___ Fragmento del texto ___

LAS PACES CON PAZ.
Y así se reanudan las relaciones: volviendo a leer. Leo un libro delicioso e imperfecto. El asunto tiene importancia por lo que simbolizaba. Leo otra vez Vislumbres de la India de don Octavio Paz. Todo escritor se cifra en sus libros y la ideología de la sospecha, el contextualismo de la lectura, la relatividad del juicio (somos estados de conciencia y así leemos) y las teorías de la recepción permiten leer a los predecesores con la precaria suficiencia de una conjugación verbal distinta, sostenida en el presente y más cerca del futuro que del pasado y por eso virtuosa.
Sólo que ello no es cierto del todo. Nada es cierto del todo. ¿Todos mentimos? Todos. Debió haber sido un complejo personal. Si la amistad entra por los sentidos, mis sentidos nunca pudieron bien con Octavio Paz. Prefiero por ejemplo a Truman Capote, ejercitando en Ataúdes tallados a mano una escritura más penetrada todavía por las inmediatas estructuras narrativas de la realidad.
Y sin embargo Paz es el intelectual odiseico del crepúsculo de la ilustración renacentista, el Ulises que abre la búsqueda cultural y estética ---el arte no como satisfacción estética, no sólo, sino como encuentro y posesión de la verdad interpretativa, el arte como hermenéutica (¿quiere usted saber sobre la ingratitud humana?; no busque entonces ningún algoritmo, sólo lea El rey Lear).

___

▸ **Objetivo 1**
Devuelve, sin cambiar nada, el tramo del ensayo sobre Octavio Paz que va desde "Sólo que ello" hasta "El rey Lear).".
▸ **Objetivo 2**
Responde, según el ensayo sobre Octavio Paz:
(a) ¿Qué libro de Octavio Paz se vuelve a leer?
(b) ¿Qué escritor se prefiere a Paz, y con qué obra?
(c) ¿Qué obra se recomienda leer para saber sobre la ingratitud humana?
▸ **Objetivo 3**
Prolonga el ensayo sobre Octavio Paz a partir de la última oración.
Los registros proceden de una fuente distinta.

___ Registros ___

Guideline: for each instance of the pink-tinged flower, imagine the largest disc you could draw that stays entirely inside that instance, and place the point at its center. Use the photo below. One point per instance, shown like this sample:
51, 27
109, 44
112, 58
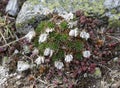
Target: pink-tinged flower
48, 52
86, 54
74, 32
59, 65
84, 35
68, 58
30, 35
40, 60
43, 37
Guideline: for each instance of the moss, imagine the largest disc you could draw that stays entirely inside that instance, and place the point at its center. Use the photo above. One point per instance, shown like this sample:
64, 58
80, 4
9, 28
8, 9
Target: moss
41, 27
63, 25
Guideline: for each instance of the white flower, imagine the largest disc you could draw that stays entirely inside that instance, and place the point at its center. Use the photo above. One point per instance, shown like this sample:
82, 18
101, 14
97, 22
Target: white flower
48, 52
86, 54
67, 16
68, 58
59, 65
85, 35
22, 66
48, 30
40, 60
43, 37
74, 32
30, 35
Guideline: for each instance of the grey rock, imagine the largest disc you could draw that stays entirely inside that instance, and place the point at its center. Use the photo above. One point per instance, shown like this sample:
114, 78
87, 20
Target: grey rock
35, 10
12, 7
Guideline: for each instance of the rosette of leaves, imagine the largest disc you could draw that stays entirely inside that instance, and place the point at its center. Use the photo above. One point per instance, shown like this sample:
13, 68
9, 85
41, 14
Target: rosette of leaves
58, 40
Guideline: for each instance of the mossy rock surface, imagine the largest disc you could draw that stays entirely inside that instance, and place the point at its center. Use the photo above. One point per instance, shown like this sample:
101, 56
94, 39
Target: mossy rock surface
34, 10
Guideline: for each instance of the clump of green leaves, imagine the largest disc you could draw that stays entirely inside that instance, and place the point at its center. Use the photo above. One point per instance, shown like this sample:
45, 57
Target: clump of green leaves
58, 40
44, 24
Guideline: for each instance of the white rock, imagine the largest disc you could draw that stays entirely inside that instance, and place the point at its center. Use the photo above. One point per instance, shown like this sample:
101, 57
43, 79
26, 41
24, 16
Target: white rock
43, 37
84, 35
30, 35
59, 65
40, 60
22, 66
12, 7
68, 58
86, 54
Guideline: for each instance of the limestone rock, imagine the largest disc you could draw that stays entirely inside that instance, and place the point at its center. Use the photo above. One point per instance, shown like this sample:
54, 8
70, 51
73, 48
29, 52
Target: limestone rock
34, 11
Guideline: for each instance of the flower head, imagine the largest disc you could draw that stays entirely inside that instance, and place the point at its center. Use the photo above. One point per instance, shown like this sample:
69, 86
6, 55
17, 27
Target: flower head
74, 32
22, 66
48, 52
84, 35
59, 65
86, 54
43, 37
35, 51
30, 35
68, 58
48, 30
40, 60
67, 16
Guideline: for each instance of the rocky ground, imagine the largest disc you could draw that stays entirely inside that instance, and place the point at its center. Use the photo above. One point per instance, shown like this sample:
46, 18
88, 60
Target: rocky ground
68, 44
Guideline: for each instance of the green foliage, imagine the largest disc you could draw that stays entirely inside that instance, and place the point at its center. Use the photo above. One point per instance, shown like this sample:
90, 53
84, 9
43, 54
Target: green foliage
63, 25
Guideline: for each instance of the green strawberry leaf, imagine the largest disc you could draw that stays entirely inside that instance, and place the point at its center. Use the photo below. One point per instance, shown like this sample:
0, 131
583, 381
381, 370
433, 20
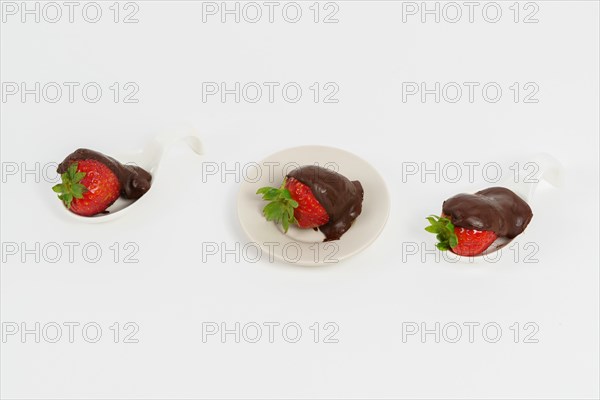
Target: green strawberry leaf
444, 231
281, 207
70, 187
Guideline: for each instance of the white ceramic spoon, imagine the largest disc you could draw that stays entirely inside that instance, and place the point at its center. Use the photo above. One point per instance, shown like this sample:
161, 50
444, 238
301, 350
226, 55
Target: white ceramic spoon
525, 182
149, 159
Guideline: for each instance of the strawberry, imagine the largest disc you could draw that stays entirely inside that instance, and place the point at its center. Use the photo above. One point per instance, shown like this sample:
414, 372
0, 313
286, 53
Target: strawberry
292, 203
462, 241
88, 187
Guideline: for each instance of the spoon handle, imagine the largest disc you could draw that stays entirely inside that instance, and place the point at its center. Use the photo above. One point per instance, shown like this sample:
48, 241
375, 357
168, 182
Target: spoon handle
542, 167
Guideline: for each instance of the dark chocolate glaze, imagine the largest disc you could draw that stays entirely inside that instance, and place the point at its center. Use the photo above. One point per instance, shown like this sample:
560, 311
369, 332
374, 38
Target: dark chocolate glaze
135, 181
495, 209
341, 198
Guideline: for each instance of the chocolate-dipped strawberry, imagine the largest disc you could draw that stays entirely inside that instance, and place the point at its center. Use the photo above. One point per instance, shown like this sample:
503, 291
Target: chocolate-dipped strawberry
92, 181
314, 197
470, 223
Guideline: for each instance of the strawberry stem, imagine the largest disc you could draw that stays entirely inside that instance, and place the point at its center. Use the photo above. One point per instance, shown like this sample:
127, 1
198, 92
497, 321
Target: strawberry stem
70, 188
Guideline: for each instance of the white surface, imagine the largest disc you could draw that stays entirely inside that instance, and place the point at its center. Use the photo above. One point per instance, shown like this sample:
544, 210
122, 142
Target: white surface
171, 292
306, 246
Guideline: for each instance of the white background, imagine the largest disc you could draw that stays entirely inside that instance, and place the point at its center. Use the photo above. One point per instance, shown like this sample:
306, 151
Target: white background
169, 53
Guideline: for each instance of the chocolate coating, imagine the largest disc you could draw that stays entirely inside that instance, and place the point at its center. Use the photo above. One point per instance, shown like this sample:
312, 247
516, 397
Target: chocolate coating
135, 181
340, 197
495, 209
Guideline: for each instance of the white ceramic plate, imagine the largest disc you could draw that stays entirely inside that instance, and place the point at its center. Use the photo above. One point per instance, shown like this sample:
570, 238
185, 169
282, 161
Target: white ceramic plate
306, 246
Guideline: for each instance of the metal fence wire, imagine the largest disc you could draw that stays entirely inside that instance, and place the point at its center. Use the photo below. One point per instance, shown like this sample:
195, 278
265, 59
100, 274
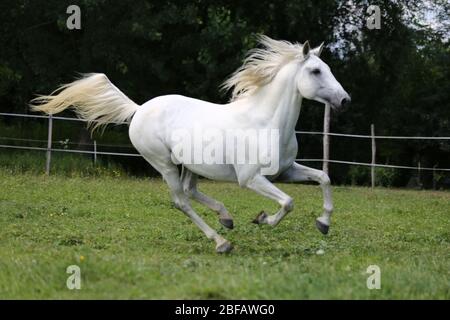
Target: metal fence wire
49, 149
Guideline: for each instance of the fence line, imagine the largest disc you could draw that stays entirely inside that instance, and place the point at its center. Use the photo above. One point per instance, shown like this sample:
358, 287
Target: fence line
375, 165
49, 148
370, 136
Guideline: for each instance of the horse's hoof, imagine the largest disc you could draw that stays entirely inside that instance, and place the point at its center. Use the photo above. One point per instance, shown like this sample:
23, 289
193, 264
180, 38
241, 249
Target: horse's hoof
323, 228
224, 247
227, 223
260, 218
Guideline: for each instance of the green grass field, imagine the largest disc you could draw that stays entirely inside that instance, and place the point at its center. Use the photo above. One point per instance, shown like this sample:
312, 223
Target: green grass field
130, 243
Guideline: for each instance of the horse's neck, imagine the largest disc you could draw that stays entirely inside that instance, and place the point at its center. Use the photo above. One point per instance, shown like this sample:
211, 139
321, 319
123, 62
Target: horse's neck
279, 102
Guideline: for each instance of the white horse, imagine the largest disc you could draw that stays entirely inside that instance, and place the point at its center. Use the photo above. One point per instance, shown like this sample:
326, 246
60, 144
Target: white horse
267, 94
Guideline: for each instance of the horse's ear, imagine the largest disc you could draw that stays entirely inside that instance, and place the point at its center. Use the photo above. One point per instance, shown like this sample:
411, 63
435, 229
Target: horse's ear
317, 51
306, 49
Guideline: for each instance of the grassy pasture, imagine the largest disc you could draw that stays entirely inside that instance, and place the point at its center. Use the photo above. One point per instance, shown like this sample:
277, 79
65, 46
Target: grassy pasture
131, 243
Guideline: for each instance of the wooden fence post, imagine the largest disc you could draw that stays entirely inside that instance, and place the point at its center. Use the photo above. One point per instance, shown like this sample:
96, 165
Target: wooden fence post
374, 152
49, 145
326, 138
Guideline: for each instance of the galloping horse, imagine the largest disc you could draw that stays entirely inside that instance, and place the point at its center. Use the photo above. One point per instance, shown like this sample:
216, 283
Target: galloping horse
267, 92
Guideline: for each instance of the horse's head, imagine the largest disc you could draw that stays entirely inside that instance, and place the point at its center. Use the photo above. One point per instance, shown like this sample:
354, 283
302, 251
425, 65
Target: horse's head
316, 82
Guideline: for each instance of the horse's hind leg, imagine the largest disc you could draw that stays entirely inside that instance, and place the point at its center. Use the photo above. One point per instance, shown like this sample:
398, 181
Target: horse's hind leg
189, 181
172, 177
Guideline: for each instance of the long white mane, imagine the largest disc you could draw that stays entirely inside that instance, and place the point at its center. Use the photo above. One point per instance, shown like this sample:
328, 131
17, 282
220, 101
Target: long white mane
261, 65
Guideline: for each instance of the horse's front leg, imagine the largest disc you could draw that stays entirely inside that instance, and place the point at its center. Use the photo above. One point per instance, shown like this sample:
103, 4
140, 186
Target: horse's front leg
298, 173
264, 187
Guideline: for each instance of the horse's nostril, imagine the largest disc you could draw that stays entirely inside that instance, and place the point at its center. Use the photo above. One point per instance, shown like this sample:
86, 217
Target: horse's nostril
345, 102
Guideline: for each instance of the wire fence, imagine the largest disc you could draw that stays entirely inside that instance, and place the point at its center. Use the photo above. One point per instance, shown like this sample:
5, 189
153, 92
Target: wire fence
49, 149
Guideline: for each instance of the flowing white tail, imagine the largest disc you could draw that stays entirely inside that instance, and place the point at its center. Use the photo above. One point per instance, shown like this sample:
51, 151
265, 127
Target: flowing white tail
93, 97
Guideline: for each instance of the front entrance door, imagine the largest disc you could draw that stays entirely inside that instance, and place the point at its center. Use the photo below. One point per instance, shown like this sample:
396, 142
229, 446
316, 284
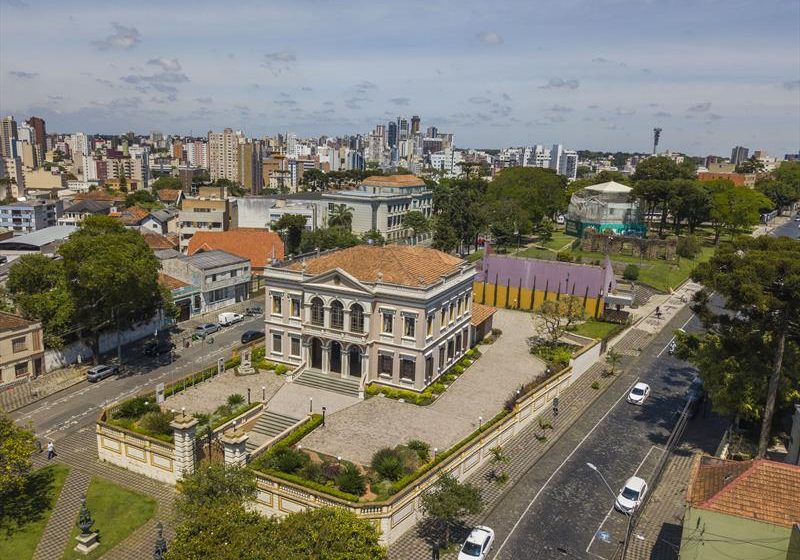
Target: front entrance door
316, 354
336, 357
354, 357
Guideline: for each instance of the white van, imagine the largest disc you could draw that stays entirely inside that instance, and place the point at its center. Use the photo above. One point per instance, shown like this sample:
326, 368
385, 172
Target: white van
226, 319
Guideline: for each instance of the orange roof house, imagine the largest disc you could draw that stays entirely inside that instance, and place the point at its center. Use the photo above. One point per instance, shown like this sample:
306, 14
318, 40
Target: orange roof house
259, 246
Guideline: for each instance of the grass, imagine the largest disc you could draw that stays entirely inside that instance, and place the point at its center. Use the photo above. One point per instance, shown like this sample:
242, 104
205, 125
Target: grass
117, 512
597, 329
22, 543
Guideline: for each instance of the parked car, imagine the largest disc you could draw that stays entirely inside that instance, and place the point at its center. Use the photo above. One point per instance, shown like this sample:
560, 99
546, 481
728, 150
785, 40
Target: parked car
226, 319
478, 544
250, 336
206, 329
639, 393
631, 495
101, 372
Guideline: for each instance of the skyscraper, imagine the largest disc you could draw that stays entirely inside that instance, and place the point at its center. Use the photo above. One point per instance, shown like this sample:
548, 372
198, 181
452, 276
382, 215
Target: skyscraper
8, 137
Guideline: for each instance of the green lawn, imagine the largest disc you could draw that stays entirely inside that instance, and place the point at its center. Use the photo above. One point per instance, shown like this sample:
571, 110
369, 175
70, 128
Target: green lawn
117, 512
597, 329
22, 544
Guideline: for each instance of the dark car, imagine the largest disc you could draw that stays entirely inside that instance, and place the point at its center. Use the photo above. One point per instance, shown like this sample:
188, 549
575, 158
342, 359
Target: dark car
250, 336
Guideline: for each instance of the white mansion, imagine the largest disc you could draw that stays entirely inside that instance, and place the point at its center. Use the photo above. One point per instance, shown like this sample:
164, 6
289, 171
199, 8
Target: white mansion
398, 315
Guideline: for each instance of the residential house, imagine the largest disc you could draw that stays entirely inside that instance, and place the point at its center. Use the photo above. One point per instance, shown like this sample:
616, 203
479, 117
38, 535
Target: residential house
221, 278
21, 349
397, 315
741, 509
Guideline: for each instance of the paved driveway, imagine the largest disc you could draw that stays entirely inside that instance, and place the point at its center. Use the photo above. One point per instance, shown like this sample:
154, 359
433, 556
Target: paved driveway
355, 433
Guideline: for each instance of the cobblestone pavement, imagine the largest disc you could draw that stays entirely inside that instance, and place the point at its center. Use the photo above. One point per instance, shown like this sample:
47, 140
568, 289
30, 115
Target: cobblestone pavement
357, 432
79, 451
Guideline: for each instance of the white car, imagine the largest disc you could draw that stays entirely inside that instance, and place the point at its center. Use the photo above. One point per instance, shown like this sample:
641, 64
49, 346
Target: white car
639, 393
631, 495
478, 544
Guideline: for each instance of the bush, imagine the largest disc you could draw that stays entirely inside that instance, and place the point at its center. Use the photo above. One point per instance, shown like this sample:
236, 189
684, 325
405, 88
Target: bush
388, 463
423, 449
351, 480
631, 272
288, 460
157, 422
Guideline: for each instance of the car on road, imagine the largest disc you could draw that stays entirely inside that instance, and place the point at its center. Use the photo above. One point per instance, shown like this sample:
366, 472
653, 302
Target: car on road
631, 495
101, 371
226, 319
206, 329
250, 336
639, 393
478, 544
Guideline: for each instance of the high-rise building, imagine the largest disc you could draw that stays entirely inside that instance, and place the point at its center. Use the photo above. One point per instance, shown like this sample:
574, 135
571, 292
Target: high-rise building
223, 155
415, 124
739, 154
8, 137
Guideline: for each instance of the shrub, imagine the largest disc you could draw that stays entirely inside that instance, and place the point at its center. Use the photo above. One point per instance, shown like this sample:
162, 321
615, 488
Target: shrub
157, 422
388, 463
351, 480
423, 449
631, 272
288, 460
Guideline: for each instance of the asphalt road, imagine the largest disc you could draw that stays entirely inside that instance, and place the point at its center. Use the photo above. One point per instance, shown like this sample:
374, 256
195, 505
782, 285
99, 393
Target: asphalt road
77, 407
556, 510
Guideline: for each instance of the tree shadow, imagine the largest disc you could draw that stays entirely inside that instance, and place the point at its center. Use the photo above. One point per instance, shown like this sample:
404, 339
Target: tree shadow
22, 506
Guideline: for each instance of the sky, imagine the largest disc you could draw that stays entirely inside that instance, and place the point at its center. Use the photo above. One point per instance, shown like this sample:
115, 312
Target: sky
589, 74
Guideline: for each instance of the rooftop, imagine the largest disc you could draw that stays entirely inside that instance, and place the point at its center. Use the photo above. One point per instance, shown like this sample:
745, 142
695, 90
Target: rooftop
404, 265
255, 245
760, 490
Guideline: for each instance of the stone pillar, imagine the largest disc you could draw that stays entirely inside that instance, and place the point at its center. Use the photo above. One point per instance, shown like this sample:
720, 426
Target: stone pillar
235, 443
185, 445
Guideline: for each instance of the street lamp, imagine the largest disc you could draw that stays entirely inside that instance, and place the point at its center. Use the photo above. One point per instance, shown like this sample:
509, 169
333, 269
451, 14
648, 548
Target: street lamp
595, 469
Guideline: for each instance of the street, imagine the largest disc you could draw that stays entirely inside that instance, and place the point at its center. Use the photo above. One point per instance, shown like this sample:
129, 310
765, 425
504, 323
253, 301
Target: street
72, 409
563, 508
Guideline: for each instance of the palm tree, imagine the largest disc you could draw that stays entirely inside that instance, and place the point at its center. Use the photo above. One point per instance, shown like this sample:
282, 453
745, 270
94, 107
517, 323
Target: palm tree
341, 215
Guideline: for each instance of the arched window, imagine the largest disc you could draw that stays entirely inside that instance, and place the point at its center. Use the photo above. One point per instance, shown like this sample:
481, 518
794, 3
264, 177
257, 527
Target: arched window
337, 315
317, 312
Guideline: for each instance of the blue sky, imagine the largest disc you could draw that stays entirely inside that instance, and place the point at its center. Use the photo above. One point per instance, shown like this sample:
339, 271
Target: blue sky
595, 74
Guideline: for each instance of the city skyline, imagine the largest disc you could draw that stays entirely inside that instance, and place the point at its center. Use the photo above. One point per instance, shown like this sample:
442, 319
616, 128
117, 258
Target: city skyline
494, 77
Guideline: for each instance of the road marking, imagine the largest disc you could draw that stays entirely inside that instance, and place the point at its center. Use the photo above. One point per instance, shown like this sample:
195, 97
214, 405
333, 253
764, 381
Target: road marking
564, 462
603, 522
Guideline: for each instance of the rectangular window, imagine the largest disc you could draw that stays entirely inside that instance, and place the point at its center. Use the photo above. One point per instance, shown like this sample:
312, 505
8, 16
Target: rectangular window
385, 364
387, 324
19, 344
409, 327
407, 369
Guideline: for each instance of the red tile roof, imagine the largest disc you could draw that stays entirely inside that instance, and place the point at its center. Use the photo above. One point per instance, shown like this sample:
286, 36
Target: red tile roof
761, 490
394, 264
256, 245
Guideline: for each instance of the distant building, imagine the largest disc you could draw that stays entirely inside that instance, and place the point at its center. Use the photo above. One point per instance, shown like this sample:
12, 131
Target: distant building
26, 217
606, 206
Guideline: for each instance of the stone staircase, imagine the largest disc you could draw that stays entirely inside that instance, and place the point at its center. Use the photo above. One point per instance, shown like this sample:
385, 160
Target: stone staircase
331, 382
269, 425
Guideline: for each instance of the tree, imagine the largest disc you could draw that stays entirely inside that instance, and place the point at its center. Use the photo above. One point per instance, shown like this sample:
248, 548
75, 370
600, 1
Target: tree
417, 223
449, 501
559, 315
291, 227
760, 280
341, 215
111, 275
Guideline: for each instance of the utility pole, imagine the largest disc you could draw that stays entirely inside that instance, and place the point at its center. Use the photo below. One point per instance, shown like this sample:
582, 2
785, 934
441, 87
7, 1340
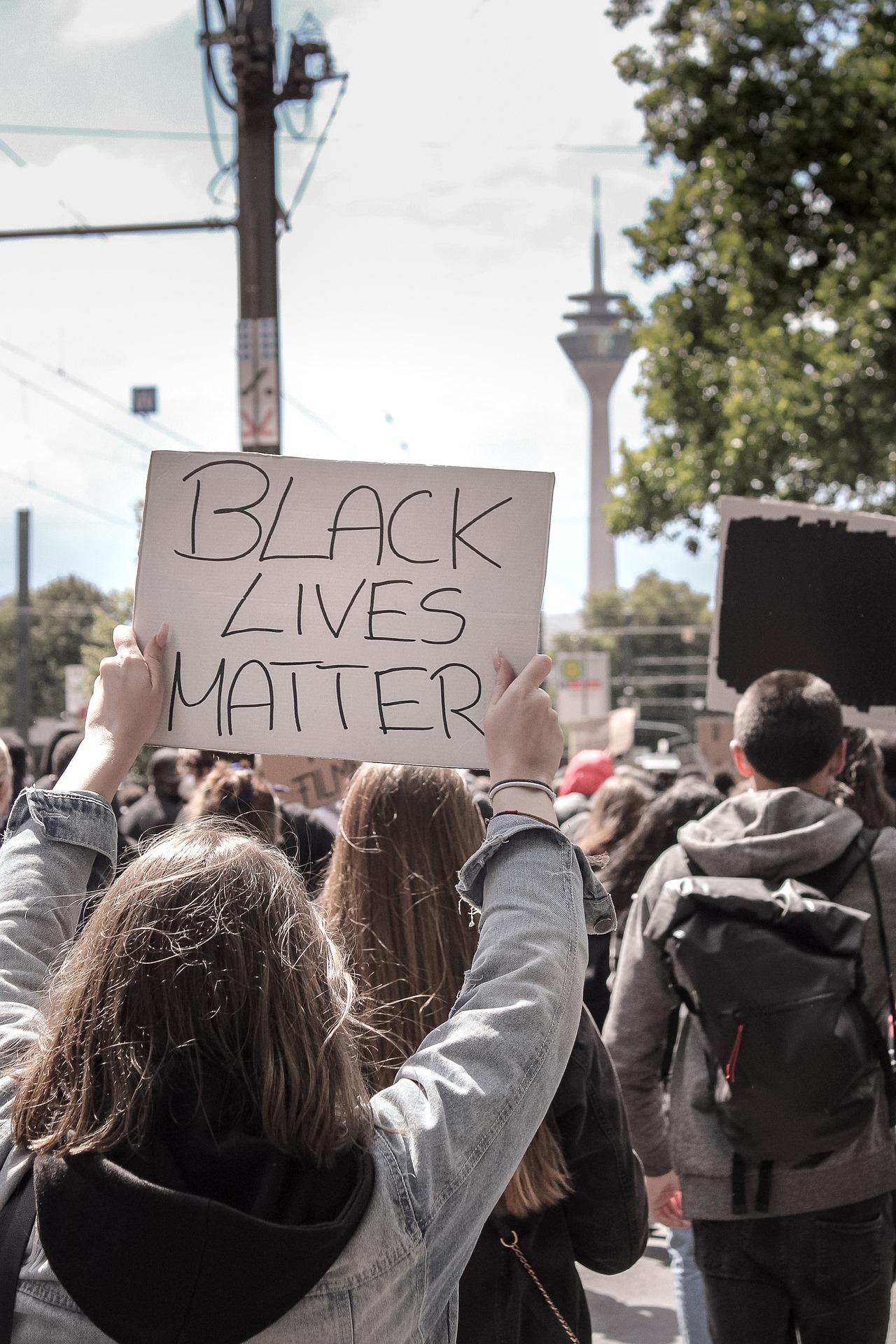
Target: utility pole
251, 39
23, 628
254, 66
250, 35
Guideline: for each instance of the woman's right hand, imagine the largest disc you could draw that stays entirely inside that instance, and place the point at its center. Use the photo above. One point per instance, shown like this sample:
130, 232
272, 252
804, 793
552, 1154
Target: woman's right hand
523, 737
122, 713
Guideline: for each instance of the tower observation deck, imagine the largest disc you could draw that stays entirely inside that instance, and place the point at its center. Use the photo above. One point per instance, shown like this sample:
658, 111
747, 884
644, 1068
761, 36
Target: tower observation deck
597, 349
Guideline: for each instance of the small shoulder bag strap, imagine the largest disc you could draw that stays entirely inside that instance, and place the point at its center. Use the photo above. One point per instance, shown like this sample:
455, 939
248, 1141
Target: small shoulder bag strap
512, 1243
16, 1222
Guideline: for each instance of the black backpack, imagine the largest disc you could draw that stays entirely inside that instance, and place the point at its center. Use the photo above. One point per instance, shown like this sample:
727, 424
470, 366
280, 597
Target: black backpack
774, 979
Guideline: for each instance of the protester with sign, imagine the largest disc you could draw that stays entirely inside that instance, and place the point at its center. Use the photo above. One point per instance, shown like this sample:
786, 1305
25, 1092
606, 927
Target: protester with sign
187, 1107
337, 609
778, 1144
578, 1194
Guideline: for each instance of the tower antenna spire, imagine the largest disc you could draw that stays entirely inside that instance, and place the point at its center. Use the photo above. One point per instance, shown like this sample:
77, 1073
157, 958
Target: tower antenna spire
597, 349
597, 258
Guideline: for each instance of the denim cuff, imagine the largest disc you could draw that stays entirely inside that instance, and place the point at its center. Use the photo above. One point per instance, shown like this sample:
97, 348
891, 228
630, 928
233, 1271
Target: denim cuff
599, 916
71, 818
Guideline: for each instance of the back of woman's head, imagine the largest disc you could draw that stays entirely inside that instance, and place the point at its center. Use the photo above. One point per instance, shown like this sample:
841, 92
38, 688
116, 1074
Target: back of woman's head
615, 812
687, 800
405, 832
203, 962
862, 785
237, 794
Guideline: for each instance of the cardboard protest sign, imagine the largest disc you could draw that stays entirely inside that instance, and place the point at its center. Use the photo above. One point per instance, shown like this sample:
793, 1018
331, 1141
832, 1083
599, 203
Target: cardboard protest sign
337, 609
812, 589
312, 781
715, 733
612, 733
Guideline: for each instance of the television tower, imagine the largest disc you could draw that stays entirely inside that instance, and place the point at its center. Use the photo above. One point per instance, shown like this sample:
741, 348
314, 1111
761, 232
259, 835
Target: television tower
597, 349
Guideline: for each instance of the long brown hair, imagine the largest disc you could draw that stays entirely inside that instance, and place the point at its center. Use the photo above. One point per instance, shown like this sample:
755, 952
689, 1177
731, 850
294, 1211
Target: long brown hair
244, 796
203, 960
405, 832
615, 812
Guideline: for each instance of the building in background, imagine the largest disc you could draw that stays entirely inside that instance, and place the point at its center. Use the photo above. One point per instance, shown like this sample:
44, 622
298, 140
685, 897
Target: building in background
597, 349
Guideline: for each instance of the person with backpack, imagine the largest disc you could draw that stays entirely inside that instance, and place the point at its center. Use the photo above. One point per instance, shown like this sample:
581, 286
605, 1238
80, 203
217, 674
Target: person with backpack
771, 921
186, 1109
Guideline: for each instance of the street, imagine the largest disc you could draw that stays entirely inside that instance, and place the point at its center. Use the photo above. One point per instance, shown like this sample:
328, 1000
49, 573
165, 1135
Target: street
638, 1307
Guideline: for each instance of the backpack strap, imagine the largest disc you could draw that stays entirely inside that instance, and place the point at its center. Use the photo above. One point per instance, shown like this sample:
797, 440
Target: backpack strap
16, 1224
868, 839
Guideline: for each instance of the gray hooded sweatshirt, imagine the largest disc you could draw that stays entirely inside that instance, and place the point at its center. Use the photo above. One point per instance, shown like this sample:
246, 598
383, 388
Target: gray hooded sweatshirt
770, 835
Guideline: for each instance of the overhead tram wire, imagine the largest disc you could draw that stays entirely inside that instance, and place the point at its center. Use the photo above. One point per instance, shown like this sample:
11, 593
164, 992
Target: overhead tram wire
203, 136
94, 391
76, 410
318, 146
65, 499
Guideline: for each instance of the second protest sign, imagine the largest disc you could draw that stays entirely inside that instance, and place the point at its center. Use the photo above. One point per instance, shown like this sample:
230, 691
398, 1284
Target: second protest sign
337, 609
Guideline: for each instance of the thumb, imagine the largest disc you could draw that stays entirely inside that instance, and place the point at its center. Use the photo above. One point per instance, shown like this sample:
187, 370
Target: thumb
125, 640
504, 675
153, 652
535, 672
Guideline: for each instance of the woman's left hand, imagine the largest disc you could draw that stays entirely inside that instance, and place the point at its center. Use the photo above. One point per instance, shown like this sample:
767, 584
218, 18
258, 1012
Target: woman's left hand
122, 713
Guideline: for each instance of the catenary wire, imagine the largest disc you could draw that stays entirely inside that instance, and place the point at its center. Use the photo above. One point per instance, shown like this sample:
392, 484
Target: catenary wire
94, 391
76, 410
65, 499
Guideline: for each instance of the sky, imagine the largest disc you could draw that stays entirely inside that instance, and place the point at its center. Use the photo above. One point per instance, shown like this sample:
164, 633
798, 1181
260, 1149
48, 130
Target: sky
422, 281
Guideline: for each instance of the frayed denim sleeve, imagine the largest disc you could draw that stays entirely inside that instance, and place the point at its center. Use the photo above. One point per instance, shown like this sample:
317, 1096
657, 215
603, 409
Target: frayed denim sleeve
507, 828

___

▸ **Respuesta final 1**
Sólo que ello no es cierto del todo. Nada es cierto del todo. ¿Todos mentimos? Todos. Debió haber sido un complejo personal. Si la amistad entra por los sentidos, mis sentidos nunca pudieron bien con Octavio Paz. Prefiero por ejemplo a Truman Capote, ejercitando en Ataúdes tallados a mano una escritura más penetrada todavía por las inmediatas estructuras narrativas de la realidad.
Y sin embargo Paz es el intelectual odiseico del crepúsculo de la ilustración renacentista, el Ulises que abre la búsqueda cultural y estética ---el arte no como satisfacción estética, no sólo, sino como encuentro y posesión de la verdad interpretativa, el arte como hermenéutica (¿quiere usted saber sobre la ingratitud humana?; no busque entonces ningún algoritmo, sólo lea El rey Lear).

▸ **Respuesta final 2**
(a) Vislumbres de la India.
(b) Truman Capote, con Ataúdes tallados a mano.
(c) El rey Lear.

▸ **Respuesta final 3**
Detrás de él no venía nadie, o eso creía. Cuando descubrí la endecha de Dharmakirti no tuve más remedio que emplearla como epígrafe de La rueca y el paraíso. Paz la había traducido con el título de “La Tradición”: “Nadie atrás, nadie adelante. / Se ha cerrado el camino / que abrieron los antiguos. / Y el otro, ancho y fácil, de todos, / no va a ninguna parte. / Estoy solo y me abro paso”. Me preocupo un poco que su cólera me alcanzara, porque ya había ido tras de mí al acusarme con el presidente Salinas y pedirle mi cabeza, la cual para entonces dirigía la sección cultural de El Nacional, periódico denostado por el fulmíneo poeta como Pravda: su parcial anti-estatismo. Le envié una carta solicitando su bendición pero no me contestó nada.
Una suma de malos entendidos se habían conjugado entre nosotros. Dicho de otro modo: una lucha de poder cultural. Así que un domingo yo estaba dormido a media tarde, descansando de las adictivas y dipsománicas tareas de periodismo de la terminada e intensa semana, cuando el teléfono sonó. Era una colaboradora: “¿Ya leíste lo de Gabriel Zaid en Proceso?” Ahí se detonó una guerra pública que iría ventilándose en las páginas de la sección cultural del periódico: Paz, Zaid, Krause y Asiain contra el editor de la sección y su derecho ilegal, pirático de publicar, traducir, cubrir, pagar y mover la república intelectual de las letras y la cultura desde los periódicos.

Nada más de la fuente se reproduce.